• [Task prompt]:
Copy, from the data below, each line that has the word "query".

Collected data:
<<<<

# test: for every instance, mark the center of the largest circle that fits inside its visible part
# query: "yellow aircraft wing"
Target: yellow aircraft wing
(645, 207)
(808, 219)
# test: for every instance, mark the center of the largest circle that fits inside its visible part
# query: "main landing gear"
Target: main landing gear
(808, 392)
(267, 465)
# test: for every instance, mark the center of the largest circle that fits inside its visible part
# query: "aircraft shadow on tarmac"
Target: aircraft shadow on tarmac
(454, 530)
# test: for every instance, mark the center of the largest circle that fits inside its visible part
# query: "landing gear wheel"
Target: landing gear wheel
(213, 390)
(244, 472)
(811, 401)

>>>>
<<<<

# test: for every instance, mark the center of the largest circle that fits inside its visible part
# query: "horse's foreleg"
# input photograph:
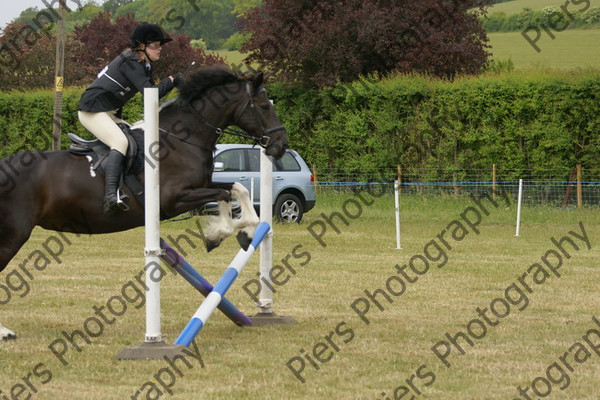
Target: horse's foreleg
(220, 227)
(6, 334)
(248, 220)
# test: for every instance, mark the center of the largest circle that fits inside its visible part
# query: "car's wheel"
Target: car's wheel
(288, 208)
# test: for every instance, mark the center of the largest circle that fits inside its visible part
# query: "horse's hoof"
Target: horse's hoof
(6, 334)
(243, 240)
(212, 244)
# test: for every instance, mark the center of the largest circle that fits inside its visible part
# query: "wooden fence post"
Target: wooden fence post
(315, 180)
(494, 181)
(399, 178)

>>>>
<<<<

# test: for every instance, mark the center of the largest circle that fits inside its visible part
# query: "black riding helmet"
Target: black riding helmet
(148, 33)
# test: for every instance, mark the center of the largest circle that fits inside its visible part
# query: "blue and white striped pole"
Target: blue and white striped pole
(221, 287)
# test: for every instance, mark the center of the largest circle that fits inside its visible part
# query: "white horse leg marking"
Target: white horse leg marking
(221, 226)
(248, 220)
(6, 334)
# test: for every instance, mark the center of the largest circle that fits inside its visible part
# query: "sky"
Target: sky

>>>>

• [Output below]:
# query: "yellow aircraft wing"
# query: "main landing gear"
# query: "aircraft shadow on tarmac"
# query: "landing gear wheel"
# query: "horse's foreleg"
# query: "car's wheel"
# query: "horse's hoof"
# query: "wooden fence post"
# query: "black riding helmet"
# query: "blue and white striped pole"
# query: "white horse leg marking"
# query: "sky"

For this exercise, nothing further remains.